• **Dataset content**

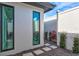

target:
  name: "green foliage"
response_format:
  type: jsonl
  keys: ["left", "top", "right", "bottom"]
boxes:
{"left": 60, "top": 32, "right": 66, "bottom": 48}
{"left": 33, "top": 32, "right": 40, "bottom": 45}
{"left": 73, "top": 37, "right": 79, "bottom": 53}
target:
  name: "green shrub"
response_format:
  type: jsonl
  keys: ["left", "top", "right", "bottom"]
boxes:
{"left": 60, "top": 32, "right": 66, "bottom": 48}
{"left": 73, "top": 37, "right": 79, "bottom": 53}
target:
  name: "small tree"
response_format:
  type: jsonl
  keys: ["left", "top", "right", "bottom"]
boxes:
{"left": 73, "top": 37, "right": 79, "bottom": 53}
{"left": 60, "top": 32, "right": 66, "bottom": 48}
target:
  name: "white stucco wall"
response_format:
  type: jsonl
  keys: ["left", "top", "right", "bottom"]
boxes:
{"left": 44, "top": 19, "right": 57, "bottom": 32}
{"left": 57, "top": 6, "right": 79, "bottom": 50}
{"left": 0, "top": 2, "right": 44, "bottom": 55}
{"left": 44, "top": 16, "right": 57, "bottom": 32}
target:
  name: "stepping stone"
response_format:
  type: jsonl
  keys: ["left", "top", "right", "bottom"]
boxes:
{"left": 49, "top": 45, "right": 57, "bottom": 49}
{"left": 33, "top": 49, "right": 44, "bottom": 55}
{"left": 42, "top": 47, "right": 52, "bottom": 51}
{"left": 44, "top": 43, "right": 51, "bottom": 46}
{"left": 23, "top": 52, "right": 34, "bottom": 56}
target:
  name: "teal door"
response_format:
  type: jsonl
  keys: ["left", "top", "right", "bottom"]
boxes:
{"left": 33, "top": 11, "right": 40, "bottom": 45}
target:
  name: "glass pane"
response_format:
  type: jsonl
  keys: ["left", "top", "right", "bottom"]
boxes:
{"left": 2, "top": 6, "right": 14, "bottom": 50}
{"left": 0, "top": 5, "right": 1, "bottom": 51}
{"left": 33, "top": 11, "right": 40, "bottom": 45}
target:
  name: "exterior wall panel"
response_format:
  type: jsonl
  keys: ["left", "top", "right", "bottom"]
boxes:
{"left": 44, "top": 19, "right": 57, "bottom": 32}
{"left": 58, "top": 6, "right": 79, "bottom": 50}
{"left": 0, "top": 2, "right": 44, "bottom": 55}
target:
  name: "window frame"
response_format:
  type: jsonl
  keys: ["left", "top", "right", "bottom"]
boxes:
{"left": 0, "top": 3, "right": 14, "bottom": 52}
{"left": 32, "top": 11, "right": 40, "bottom": 45}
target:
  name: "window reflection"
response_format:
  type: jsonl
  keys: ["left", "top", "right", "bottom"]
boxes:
{"left": 33, "top": 11, "right": 40, "bottom": 45}
{"left": 2, "top": 6, "right": 14, "bottom": 50}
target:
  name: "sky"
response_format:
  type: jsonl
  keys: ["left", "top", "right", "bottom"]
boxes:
{"left": 44, "top": 2, "right": 79, "bottom": 20}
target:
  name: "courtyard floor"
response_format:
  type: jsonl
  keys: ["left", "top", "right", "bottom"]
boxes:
{"left": 10, "top": 40, "right": 79, "bottom": 56}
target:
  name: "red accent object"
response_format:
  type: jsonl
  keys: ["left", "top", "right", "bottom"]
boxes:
{"left": 51, "top": 31, "right": 56, "bottom": 39}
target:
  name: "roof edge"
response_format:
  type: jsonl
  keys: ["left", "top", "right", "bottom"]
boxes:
{"left": 23, "top": 2, "right": 56, "bottom": 13}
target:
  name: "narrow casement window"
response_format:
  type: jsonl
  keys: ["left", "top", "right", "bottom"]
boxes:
{"left": 33, "top": 11, "right": 40, "bottom": 45}
{"left": 0, "top": 5, "right": 2, "bottom": 51}
{"left": 0, "top": 4, "right": 14, "bottom": 52}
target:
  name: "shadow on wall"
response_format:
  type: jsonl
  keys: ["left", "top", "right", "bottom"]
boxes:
{"left": 44, "top": 19, "right": 57, "bottom": 43}
{"left": 44, "top": 19, "right": 57, "bottom": 32}
{"left": 57, "top": 32, "right": 79, "bottom": 50}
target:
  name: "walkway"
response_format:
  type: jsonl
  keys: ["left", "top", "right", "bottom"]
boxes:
{"left": 10, "top": 40, "right": 79, "bottom": 56}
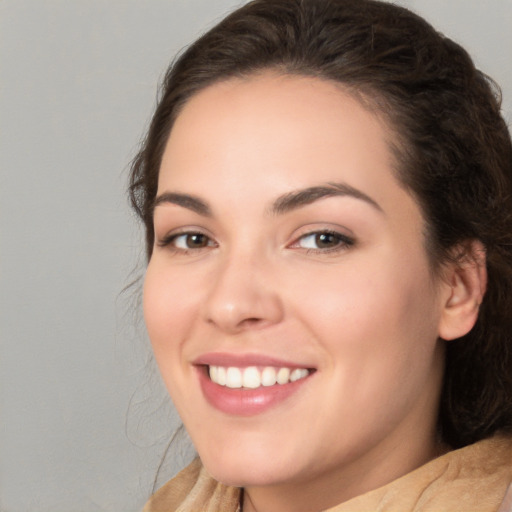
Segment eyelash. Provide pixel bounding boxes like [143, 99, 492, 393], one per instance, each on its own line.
[157, 229, 354, 255]
[291, 230, 355, 253]
[157, 231, 216, 253]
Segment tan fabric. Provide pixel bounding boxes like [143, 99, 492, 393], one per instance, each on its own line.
[143, 458, 241, 512]
[144, 435, 512, 512]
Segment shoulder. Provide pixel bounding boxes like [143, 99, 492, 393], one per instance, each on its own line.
[143, 458, 241, 512]
[331, 434, 512, 512]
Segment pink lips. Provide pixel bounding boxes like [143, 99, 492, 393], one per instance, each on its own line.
[194, 352, 311, 369]
[194, 353, 314, 416]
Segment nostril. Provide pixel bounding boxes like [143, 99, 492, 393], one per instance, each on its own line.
[241, 317, 264, 326]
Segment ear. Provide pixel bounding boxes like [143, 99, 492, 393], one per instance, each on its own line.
[438, 240, 487, 341]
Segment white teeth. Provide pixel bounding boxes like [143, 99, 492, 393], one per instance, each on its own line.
[208, 365, 310, 388]
[261, 367, 277, 386]
[226, 367, 242, 388]
[217, 366, 226, 386]
[290, 368, 309, 382]
[242, 366, 261, 389]
[276, 367, 290, 384]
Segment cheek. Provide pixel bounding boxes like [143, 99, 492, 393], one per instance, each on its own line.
[143, 262, 195, 363]
[288, 250, 441, 373]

• **Required work**
Repeat the records in full, exactly as they appear, but with the pictures removed.

• **Reply to the task**
target:
  name: "green foliage"
response_format:
  type: jsonl
  keys: ["left", "top", "right", "bottom"]
boxes:
{"left": 60, "top": 32, "right": 66, "bottom": 48}
{"left": 33, "top": 32, "right": 40, "bottom": 45}
{"left": 73, "top": 37, "right": 79, "bottom": 53}
target:
  name: "green shrub"
response_format:
  type: jsonl
  keys: ["left", "top", "right", "bottom"]
boxes:
{"left": 60, "top": 32, "right": 66, "bottom": 48}
{"left": 73, "top": 37, "right": 79, "bottom": 53}
target:
  name: "small tree"
response_format:
  type: jsonl
  keys: ["left", "top", "right", "bottom"]
boxes:
{"left": 73, "top": 37, "right": 79, "bottom": 53}
{"left": 60, "top": 32, "right": 66, "bottom": 48}
target:
  name: "white stucco wall"
response_format:
  type: jsonl
  keys: ["left", "top", "right", "bottom"]
boxes:
{"left": 44, "top": 19, "right": 57, "bottom": 32}
{"left": 57, "top": 6, "right": 79, "bottom": 50}
{"left": 0, "top": 2, "right": 44, "bottom": 55}
{"left": 44, "top": 16, "right": 57, "bottom": 32}
target:
  name: "stepping stone"
response_format:
  type: jsonl
  keys: ["left", "top", "right", "bottom"]
boxes:
{"left": 49, "top": 45, "right": 57, "bottom": 49}
{"left": 33, "top": 49, "right": 44, "bottom": 55}
{"left": 42, "top": 47, "right": 52, "bottom": 51}
{"left": 44, "top": 43, "right": 51, "bottom": 46}
{"left": 23, "top": 52, "right": 34, "bottom": 56}
target:
  name: "teal door"
response_format:
  type: jsonl
  keys: ["left", "top", "right", "bottom"]
boxes:
{"left": 33, "top": 11, "right": 40, "bottom": 45}
target:
  name: "glass pane"
response_format:
  type: jsonl
  keys: ["left", "top", "right", "bottom"]
boxes:
{"left": 2, "top": 6, "right": 14, "bottom": 50}
{"left": 0, "top": 5, "right": 1, "bottom": 51}
{"left": 33, "top": 11, "right": 40, "bottom": 45}
target:
  name: "exterior wall panel"
response_format:
  type: jsonl
  keys: ["left", "top", "right", "bottom"]
boxes:
{"left": 44, "top": 19, "right": 57, "bottom": 32}
{"left": 58, "top": 6, "right": 79, "bottom": 50}
{"left": 0, "top": 2, "right": 44, "bottom": 55}
target:
  name: "window frame"
response_format:
  type: jsonl
  keys: ["left", "top", "right", "bottom"]
boxes:
{"left": 0, "top": 3, "right": 14, "bottom": 52}
{"left": 32, "top": 11, "right": 40, "bottom": 45}
target:
  name: "window reflection"
response_format:
  type: jsonl
  keys: ["left", "top", "right", "bottom"]
boxes:
{"left": 33, "top": 11, "right": 40, "bottom": 45}
{"left": 2, "top": 6, "right": 14, "bottom": 50}
target:
  name: "sky"
response_format:
  type: jsonl
  keys: ["left", "top", "right", "bottom"]
boxes:
{"left": 44, "top": 2, "right": 79, "bottom": 20}
target:
  name: "courtyard floor"
response_format:
  type: jsonl
  keys: ["left", "top", "right", "bottom"]
boxes:
{"left": 10, "top": 40, "right": 79, "bottom": 56}
target:
  name: "red accent object"
response_format:
  type: jsonl
  keys: ["left", "top", "right", "bottom"]
boxes:
{"left": 51, "top": 31, "right": 56, "bottom": 39}
target:
  name: "roof edge"
response_format:
  type: jsonl
  keys: ["left", "top", "right", "bottom"]
boxes:
{"left": 23, "top": 2, "right": 56, "bottom": 13}
target:
  name: "narrow casement window"
response_format:
  type: jsonl
  keys: ["left", "top", "right", "bottom"]
boxes:
{"left": 33, "top": 11, "right": 40, "bottom": 45}
{"left": 0, "top": 5, "right": 2, "bottom": 51}
{"left": 0, "top": 4, "right": 14, "bottom": 52}
target:
  name: "shadow on wall"
response_format:
  type: jsonl
  keys: ["left", "top", "right", "bottom"]
boxes:
{"left": 44, "top": 19, "right": 57, "bottom": 43}
{"left": 44, "top": 19, "right": 57, "bottom": 32}
{"left": 57, "top": 32, "right": 79, "bottom": 50}
target:
  name: "walkway"
response_format:
  type: jsonl
  keys: ["left", "top", "right", "bottom"]
boxes:
{"left": 10, "top": 40, "right": 79, "bottom": 56}
Segment eyelash. Provide pixel bounding boxes like [143, 99, 492, 393], one per instance, each on its own line.
[157, 229, 354, 255]
[291, 230, 355, 253]
[157, 231, 216, 253]
Segment tan fabric. Provide pixel bounding boxes like [143, 99, 492, 393], one per instance, each on its own line.
[143, 458, 241, 512]
[144, 435, 512, 512]
Segment shoulder. Provide pixel bounding boxes like [143, 99, 492, 393], one per instance, each on its own line.
[143, 458, 241, 512]
[331, 434, 512, 512]
Segment pink lips. Provide pixel bounding boxes like [143, 99, 492, 393], one per instance, each on its own line.
[194, 352, 311, 369]
[194, 353, 314, 416]
Segment nostril. Provide pixel bounding boxes like [143, 99, 492, 393], one per instance, each on its own line.
[241, 317, 264, 326]
Segment ear. Provide pixel bounding boxes like [143, 99, 492, 393], one per instance, each on its own line.
[438, 240, 487, 341]
Segment white teeth. Provide pixel bounding boxes like [143, 99, 492, 393], one per instance, each on its own line.
[208, 365, 310, 388]
[261, 367, 277, 386]
[226, 367, 242, 388]
[217, 366, 226, 386]
[290, 368, 309, 382]
[242, 366, 261, 389]
[276, 367, 290, 384]
Segment cheek. Provide pixel bounding boxes like [143, 99, 492, 393], one per instance, each on its own line.
[143, 262, 195, 363]
[288, 250, 441, 373]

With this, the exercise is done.